MATERIAL FOR THE TASK:
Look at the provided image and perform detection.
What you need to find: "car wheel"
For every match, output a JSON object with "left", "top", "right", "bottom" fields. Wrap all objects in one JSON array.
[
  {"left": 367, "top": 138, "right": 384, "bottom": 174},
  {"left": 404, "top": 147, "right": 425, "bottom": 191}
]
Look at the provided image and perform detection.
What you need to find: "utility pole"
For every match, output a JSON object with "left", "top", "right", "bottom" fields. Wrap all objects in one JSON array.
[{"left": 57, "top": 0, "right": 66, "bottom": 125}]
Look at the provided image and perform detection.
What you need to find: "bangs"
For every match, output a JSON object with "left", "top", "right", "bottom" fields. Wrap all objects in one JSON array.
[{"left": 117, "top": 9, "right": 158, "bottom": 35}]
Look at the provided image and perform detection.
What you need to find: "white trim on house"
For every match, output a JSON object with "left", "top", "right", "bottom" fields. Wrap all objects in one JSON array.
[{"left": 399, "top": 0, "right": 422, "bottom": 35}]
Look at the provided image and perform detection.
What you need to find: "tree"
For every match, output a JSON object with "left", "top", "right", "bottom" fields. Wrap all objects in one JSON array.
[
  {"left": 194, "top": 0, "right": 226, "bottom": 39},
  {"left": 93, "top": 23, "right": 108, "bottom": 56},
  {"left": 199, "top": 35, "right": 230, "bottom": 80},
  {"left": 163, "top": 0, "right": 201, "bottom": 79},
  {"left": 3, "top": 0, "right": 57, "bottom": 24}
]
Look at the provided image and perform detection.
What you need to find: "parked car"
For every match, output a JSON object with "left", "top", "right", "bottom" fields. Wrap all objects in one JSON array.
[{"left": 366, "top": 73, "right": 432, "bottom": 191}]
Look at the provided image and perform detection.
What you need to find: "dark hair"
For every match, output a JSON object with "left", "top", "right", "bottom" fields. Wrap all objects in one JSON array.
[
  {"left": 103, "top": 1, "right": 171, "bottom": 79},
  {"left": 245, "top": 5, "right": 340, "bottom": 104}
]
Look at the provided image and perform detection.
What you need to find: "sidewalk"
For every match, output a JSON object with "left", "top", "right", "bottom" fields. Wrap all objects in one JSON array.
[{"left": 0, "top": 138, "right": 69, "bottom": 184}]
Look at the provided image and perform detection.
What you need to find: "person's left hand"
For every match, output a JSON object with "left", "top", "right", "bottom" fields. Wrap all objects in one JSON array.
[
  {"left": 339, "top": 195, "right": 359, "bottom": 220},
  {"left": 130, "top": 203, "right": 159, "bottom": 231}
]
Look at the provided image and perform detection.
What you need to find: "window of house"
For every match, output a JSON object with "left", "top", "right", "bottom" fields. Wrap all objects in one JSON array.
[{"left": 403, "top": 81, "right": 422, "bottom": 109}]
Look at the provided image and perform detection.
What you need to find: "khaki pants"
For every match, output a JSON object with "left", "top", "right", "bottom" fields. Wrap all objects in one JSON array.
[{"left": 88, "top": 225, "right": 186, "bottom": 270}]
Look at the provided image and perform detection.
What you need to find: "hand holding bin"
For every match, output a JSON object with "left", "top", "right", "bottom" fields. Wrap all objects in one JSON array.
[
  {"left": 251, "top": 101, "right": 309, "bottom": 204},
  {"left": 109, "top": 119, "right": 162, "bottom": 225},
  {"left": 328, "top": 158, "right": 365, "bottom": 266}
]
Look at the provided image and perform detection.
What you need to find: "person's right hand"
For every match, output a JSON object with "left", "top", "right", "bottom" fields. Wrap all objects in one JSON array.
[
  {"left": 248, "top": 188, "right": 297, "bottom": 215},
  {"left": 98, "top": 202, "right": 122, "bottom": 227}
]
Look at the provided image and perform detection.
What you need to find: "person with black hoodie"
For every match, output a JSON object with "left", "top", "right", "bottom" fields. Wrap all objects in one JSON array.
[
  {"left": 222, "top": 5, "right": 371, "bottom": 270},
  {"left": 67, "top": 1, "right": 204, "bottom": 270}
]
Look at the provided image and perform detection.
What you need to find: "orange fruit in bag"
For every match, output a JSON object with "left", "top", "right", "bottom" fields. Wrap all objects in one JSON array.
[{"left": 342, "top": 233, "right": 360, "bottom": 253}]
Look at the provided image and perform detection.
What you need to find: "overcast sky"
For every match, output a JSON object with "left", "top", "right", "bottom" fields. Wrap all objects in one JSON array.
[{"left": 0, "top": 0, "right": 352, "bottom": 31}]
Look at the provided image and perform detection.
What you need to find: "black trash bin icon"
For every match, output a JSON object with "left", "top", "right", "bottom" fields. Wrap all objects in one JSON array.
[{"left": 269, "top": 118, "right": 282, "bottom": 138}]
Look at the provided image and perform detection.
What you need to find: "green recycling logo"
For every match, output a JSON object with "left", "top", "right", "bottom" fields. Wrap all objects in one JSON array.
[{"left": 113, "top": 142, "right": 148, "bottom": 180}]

TASK INSTRUCTIONS: Quote each line of the records above that contains the string "hand".

RESPONSE TO THE EXERCISE:
What you need to find: "person's left hand"
What you need to find: "hand holding bin"
What you need to find: "person's right hand"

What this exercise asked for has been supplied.